**Exercise set**
(a) In the broadband discussion below, which satellite system does Sky use?
(b) Write the next part of the broadband discussion below, starting after its final post.

--- start Selection ---

So, for a quick national rollout, reselling eircom is the only way, and that's expensive / offers very, very low margins.
UPC are taking great chunks of the market, but are in a limited number of areas of a limited number of cities, so eircom (and its resellers) are still holding on to market share, but it's slipping. UPC technology is vastly superior to anything eircom can offer, so UPC won't be threatened by eircom for a good while yet!
Been discussed to death in Satellite Forum http://www.boards.ie/vbulletin/showthread.php?t=2056230107
Short answer is No.
Sorry - perhaps I am a missing something. Amacom offer a satalite service in my area (Rural Ireland) where the phone line is shared between about 30 houses - its so bad i can sometimes hear my neighbour talkingwhen i pick up. I have sky, at the moment, and have been resorting to 3's mobile broadband (slow but the only way possible to get any sort of internet).
The next time i hear those poxy Eircom ads saying 20meg broadband and all that, i'll kick someones ass. It's only 20 meg if you live in Dublin, and even then next door to a mast, or distribution box.
Ireland broadband annoys the crao outta me - why are Sky not allowed offer this service down the satalites we already have on the side of the house.
And why can't the ESB offer power down the water pipes?
Sky uses the Astra satellite system and all the bandwidth is used for TV.
Also what would you do for upload?
Your dish can not send signals back to the satellite.
They don't offer broadband via satellite in the UK either.
When Sky got into BB in the UK they bought infrastructure from Orange? or some company pulling out of the area of business. A little like how Vodafone started doing landline when BT pulled from rep of ireland.
If Sky came to Ireland they would be no better than Eircom as the infrastructure sucks ass. Too busy paying the masters and the fat execs cheques and dealing with a highly unionised workforce. Sky BB in UK is DSL.
UPC are the only crowd spending the cash on improving services. I would have said 12 months ago UPC sucks, but they were still better than Eircom.

--- end Selection ---
--- start Supplied data ---

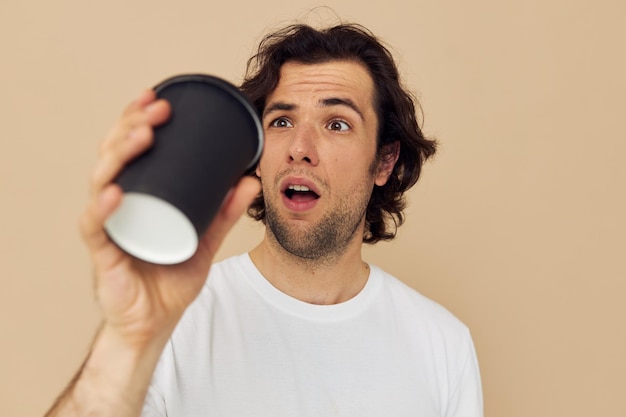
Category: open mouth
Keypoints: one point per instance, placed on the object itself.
(300, 193)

--- end Supplied data ---

**Answers given**
(a) Sky uses the Astra satellite system.

(b)
Now I would recommend UPC to a friend, they have made great strides of late with things, including customer service.
Sky Broadband's not that great in the UK. It's just DSL, same as eircom or Vodafone or anyone else.
The only thing that sells it is that it's bundled with Sky Digital at a cheap price. It's not any better technology.
Cable broadband blows DSL away in terms of the speeds it can offer. It's a totally different technology that cannot be replicated by DSL or satellite. Cable companies have fibre-to-kerb technology and high-bandwidth coaxial cable running into homes. They can easily offer >100mbit/s vs maximum of 24mbit/s (in ideal circumstances, hardly any lines anywhere in the world other than if you're living in a telephone exchange can provide anything like 24mbit/s DSL)
Also, BT didn't pull out of the Republic of Ireland. They just ditched their residential operation. They're a huge infrastructure player here and own fibre optic networks, exchange equipment, DSL gear etc that other providers use. They also have an extensive corporate portfolio for big clients and they operate Three Ireland's mobile network for them!
Vodafone was in a better position to make money out of the residential services as they've got the local customer care, billing, branding, marketing etc and they clearly wanted into the residential DSL market.